TASK DIRECTIONS =>
Your task is to print all of the entries exactly, though the pictures should not be included.

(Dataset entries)
● ● ●
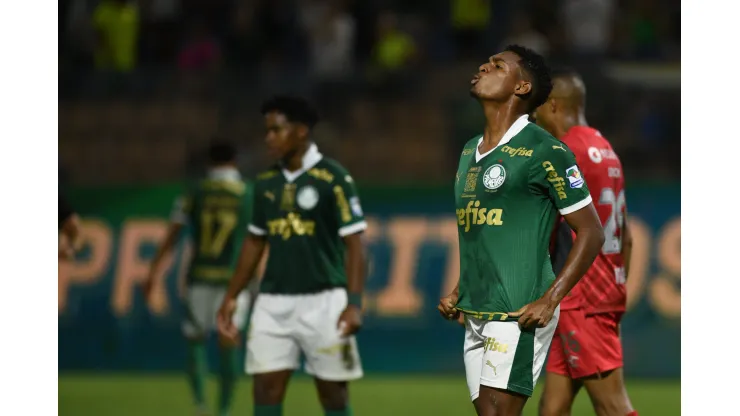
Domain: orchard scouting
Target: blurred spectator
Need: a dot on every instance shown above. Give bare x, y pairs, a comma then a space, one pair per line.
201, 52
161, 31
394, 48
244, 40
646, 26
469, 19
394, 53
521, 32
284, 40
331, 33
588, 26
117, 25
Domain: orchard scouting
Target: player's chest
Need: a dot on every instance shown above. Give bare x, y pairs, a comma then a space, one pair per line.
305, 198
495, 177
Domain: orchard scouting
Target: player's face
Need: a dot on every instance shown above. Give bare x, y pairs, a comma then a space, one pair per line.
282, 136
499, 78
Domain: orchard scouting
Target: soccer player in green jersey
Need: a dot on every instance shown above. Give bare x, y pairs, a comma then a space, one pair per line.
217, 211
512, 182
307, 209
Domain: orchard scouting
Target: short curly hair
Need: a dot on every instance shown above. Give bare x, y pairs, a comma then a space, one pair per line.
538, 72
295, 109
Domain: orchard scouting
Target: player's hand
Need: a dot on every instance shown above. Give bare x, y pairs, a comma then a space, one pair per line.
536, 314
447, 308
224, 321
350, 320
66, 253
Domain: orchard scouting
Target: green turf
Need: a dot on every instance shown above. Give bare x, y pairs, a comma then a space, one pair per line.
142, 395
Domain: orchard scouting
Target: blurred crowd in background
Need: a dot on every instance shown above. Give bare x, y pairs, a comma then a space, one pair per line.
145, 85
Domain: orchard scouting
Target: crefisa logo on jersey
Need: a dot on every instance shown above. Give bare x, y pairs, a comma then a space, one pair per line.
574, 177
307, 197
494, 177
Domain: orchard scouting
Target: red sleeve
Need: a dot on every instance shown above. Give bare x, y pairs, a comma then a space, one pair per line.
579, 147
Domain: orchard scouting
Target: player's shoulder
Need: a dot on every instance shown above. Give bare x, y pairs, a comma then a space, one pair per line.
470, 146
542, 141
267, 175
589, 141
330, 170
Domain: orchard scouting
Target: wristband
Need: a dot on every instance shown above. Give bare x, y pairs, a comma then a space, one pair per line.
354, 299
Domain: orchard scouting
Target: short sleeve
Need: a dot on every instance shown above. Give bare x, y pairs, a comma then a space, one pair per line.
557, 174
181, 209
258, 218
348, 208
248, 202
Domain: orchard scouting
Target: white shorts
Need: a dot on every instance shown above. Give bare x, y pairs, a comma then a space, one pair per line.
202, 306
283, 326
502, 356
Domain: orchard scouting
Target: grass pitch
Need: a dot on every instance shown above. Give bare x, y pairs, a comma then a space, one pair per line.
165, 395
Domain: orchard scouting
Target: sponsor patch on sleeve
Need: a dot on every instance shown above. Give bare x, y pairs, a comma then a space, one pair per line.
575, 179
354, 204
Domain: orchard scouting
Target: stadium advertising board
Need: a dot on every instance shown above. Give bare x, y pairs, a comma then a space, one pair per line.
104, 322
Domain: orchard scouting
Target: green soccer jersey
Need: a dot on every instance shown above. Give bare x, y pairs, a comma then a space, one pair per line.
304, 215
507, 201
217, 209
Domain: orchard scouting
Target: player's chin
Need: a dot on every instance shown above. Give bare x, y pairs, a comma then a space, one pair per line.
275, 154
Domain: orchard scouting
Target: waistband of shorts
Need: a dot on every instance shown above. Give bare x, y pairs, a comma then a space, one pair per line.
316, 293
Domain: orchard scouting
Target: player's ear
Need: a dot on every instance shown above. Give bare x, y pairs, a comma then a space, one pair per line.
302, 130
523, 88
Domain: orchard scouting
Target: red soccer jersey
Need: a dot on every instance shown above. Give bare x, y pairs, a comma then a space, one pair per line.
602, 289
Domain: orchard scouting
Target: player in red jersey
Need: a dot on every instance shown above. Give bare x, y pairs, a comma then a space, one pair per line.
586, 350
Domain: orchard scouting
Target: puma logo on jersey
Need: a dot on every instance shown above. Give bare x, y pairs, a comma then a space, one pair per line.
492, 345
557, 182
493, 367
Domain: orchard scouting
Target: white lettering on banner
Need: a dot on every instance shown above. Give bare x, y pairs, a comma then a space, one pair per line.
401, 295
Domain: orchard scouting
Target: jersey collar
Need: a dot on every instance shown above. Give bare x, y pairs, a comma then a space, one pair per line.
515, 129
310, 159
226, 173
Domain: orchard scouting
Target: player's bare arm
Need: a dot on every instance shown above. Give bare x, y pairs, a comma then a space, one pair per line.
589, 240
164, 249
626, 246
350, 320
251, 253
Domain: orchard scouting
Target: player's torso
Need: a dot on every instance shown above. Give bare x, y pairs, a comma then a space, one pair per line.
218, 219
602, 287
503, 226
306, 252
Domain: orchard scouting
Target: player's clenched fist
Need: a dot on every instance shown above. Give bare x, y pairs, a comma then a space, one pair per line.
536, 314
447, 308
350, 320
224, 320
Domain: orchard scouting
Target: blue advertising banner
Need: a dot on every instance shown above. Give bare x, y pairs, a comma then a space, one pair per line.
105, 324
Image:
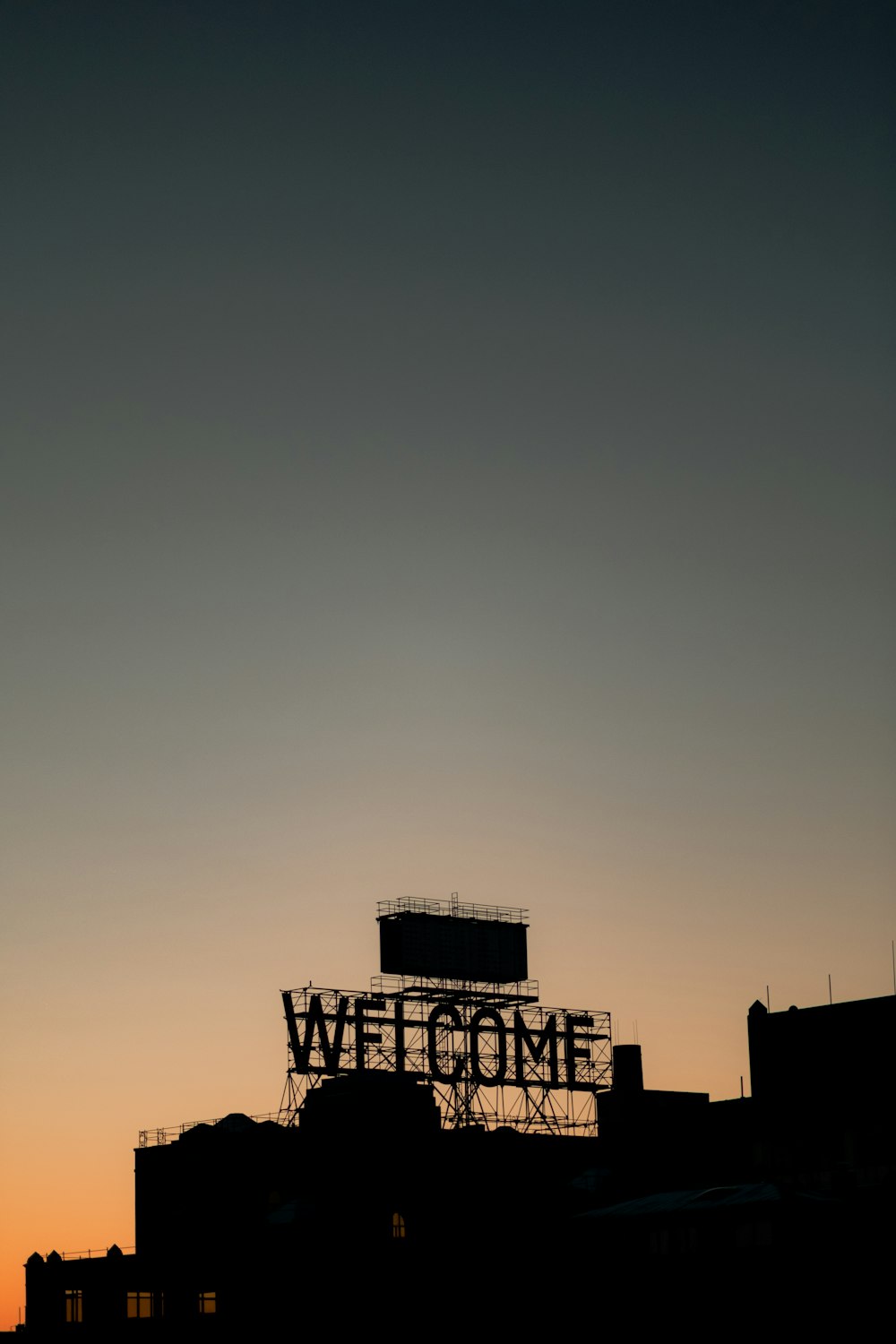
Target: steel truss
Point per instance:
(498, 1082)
● ● ●
RESPONSE =>
Domain: orchard scouting
Target: blurred spectator
Need: a dot on every instance shown above. Give bare x, y pairs, a comma then a space, one pair per line.
201, 52
161, 31
394, 48
244, 40
646, 26
469, 19
394, 53
521, 32
284, 40
331, 33
588, 26
117, 25
Domain: orchard scouting
Target: player's chest
Need: a dot on every instance shown above. Give bare x, y pairs, a comma then a space, one pair per line.
305, 198
495, 177
Domain: orchard scouting
Target: player's face
Need: a dot on every instance shown above. Give bare x, y pairs, a comma then a space, one pair per line.
282, 136
499, 78
Domain: orchard scouting
Target: soccer player in green jersey
Need: a dot on every instance shown above. Give bare x, y pairs, a comma then a space, one pair per line.
217, 211
512, 182
307, 209
Domain: orchard scouting
Target: short curly hair
Need: a dot on every instance shown above. Give bare x, y pairs, a comma then a space, one pair per line.
538, 72
295, 109
Domain: orchard scouting
Target: player's hand
Need: a dot on every instance shown above. Give bare x, y pairs, a comma then a space, one pair per line.
536, 314
447, 308
224, 321
350, 320
66, 253
Domain: orchard scouting
Target: green turf
Need: a dot on every instance shown above. Give bare x, y pairs, a comma then a space, one pair per line.
142, 395
Domain: orchard scouting
Target: blurred crowd in background
Need: a dot on every instance shown above. Give bare x, y pairs, a comma then a space, one pair per line.
145, 85
Domain: orchard scouting
Target: crefisa logo on jersey
Need: a dot on every instance shown above. Give bare x, y pairs, a comma then a space, one pair per line.
574, 177
307, 197
494, 177
Domain: orchard scouting
Target: red sleeve
Need: a dot on every instance shown above. Give bare x, y pairs, a comma then a space, one pair per line.
579, 147
Domain: orchard scouting
Target: player's shoulder
Need: a dot on every instance shown above. Give bare x, y pairs, a comma then a space, one pair per line.
470, 146
542, 141
267, 175
589, 141
330, 170
Domain: orchard scouting
Target: wristband
Need: a dot on every instance shown above. Give bare x, y pairs, a comma then a space, one pair per line.
354, 299
Domain: orchard scouting
Target: short sleeve
Need: a dot on every instance shown above. Give bare x, y pairs, a comma then a space, one pair per line.
557, 174
181, 209
258, 218
348, 208
248, 202
Domain: orchard scouting
Target: white shorts
Need: a dot on every instance shown above. Give bare x, y pairs, a comma then a space, one pair per line.
202, 306
283, 326
502, 356
Domain: orchard scouting
Target: grass pitch
Need: a dot on every instance shown above. Give bare x, y pairs, a comma then a space, one pair per line.
165, 395
Domain: orchard scouting
Target: sponsor patch on sleeve
Need: a dot on every instance shown above. Give bare x, y pairs, a comma then a space, one pair per line.
575, 179
354, 204
Domain: orchard scouting
Target: stadium advertising board
Need: a dot on every instance shown above. Give bare x, y pairs, a comma then a space, one pair per line.
104, 322
Domain: orchard scouting
Target: green soccer jersey
Need: a dot on every instance shown above. Give bare x, y pairs, a comma then a space, one pair per line.
304, 215
507, 201
217, 209
Domain: orchard scouting
Target: player's chin
Need: a dot on every instance shown above. Give bare x, y pairs, a comma then a space, one pair per line.
275, 154
Domain: orchard scouting
Target: waistband of shorts
Need: a dot on every instance shown above. Give bare x, y pairs, a comma then a space, one pair per line.
316, 293
Domain: orchard scouting
Target: player's ear
Need: a dot on every instance shown above. Give bare x, y pairs, a comma then a space, one pair per line.
302, 130
523, 88
Domain: orchard scouting
Target: red soccer jersey
Need: a dot on every instance shown above. Give bare x, y pairs, a comma then a space, one pair per line.
602, 289
Domain: orchard scouting
Target: player in red jersey
Need: a dot on every instance shown above. Give bare x, y pairs, a comma then a space, one pair per line.
586, 350
Domain: orchard scouting
Target: puma logo on jersey
Need: a dot on every instance shown above. Give bare x, y pairs, a comma then a space, one pair per line.
492, 345
557, 182
493, 367
Domain: orchard scouting
Target: white lettering on banner
Need: a dot on every instance shown above. Give bare x, y pairs, a comma then a space, one pair per line.
401, 295
Domain: orchard scouting
Target: jersey collar
Need: a dot on every instance shown above. Give bare x, y pairs, a comma then a space, one pair per line.
515, 129
310, 159
226, 173
Domain: orchard scouting
Target: player's bare arm
Need: a dot on every instance shown above. Give bare x, y pairs, a comma then a space, one pair per line.
589, 240
164, 249
626, 246
350, 320
251, 253
Domain: orchard scouting
Target: player's torso
Need: a dot on every instance shown above. Give bare x, y pairs, a comma then a space, one pair per line.
218, 219
602, 287
503, 226
306, 252
Domain: orchard scouting
Target: player's clenched fist
Need: a dot on every instance shown above. Give bare x, y pairs, a comma then a space, one pair per line.
536, 314
447, 308
350, 320
224, 320
Domain: orchard scouting
Target: blue advertising banner
Need: a dot on every instance shown above. Give bare x, y pairs, a comma then a space, one pair per line.
105, 324
Image:
Target: steel truss
Point per instance:
(498, 1082)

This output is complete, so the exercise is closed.